## [REQUIRED ACTION 1]
Answer these questions using the article below on Sara Amos and adenomyosis:
(a) How many women does the article say are dealing with adenomyosis?
(b) What is Sara's age and occupation?
(c) According to Sara, where did she first find out about adenomyosis?
## [REQUIRED ACTION 2]
Extend the article on Sara Amos's experience with adenomyosis, picking up right after its final sentence.
*** SOURCE TEXT ***
While you likely know about endometriosis, there’s another disease that presents with similar symptoms but is often overlooked, misdiagnosed and left out of the discussion. You may not have even heard about adenomyosis, with many first finding out about the disease upon diagnosis – Sara Amos found herself in this situation. This is her journey with adenomyosis.
What causes symptoms like chronic pelvic pain, heavy and irregular bleeding, bladder pressure and fertility issues? If endometriosis is popping into your mind, you’re not alone. While it’s the more well-known – but similarly underdiagnosed – disease, there are still a whopping 1 in 5 women dealing with adenomyosis, making its less known reputation particularly dangerous.
After struggling with debilitating periods early last year, Aussie mum and hairdresser Sara set out to find some answers. The 45-year-old shares a few of the painful symptoms that sent her to her doctor.
“The start of 2022 I had experienced very painful cramping and heavy periods, they were also irregular. There was pressure in my lower abdomen and bladder,” she says. “I also experienced clotting during my period. This went on for a few months, I went to the doctor who referred me to a gyno and for a trans vaginal ultrasound.”
Sara was relieved to receive her diagnosis, but shares her surprise at the results – like many, adenomyosis was not a condition she was familiar with.
“I first found out about Adenomyosis at the ultrasound,” Sara says. “I had never heard about it before but was happy to know I had a diagnosis and the condition had a name. I also found out that this was not a life-threatening condition and very common in women aged 40-50.”
*** GIVEN INFORMATION ***
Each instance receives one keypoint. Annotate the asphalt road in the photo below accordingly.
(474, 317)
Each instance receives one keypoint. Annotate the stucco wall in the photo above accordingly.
***
## [OUTPUT 1]
(a) 1 in 5 women.
(b) She is 45 years old and works as a hairdresser.
(c) She first found out about it at the ultrasound.

## [OUTPUT 2]
So, what is adenomyosis, exactly? Despite the misdiagnoses, it’s not endometriosis or IBS or pelvic inflammatory disease – all of which are mistakenly blamed for the symptoms of adenomyosis, though it’s worth noting that endometriosis is commonly comorbid with the disease. It’s a condition involving the growth of cells similar to those found in the uterine lining are found in the muscle wall of the uterus.
The difference between this disease and endometriosis comes down to the place these cells are growing – in endometriosis, the tissue grows outside the uterus, but with adenomyosis the tissue grows within the muscle wall of the uterus itself.
Adenomyosis is often misdiagnosed for a number of reasons; there’s the usual trouble with the dismissal and normalisation of women’s pain, leaving many to be brushed off at the doctor’s office, or even hesitating to come in at all. Then, we have the issue where, as we mentioned earlier, the condition is often confused for other diseases like endometriosis due to the overlap in symptoms like painful periods and irregular bleeding.
“We hear so much about Endometriosis and how many women suffer however there is very little talk and media coverage on Adenomyosis which has very similar symptoms,” Sara says. “I myself feel better knowing there is a way of having this diagnosed and it is actually a thing and not something you think is going on in your head.”
The mum-of-two also notes how dangerous the normalisation of pain can be – not just amongst medical professionals, but patients too.
“I think many women suffer and live with the pain as so many find this a normal part of ageing or reaching peri menopause.”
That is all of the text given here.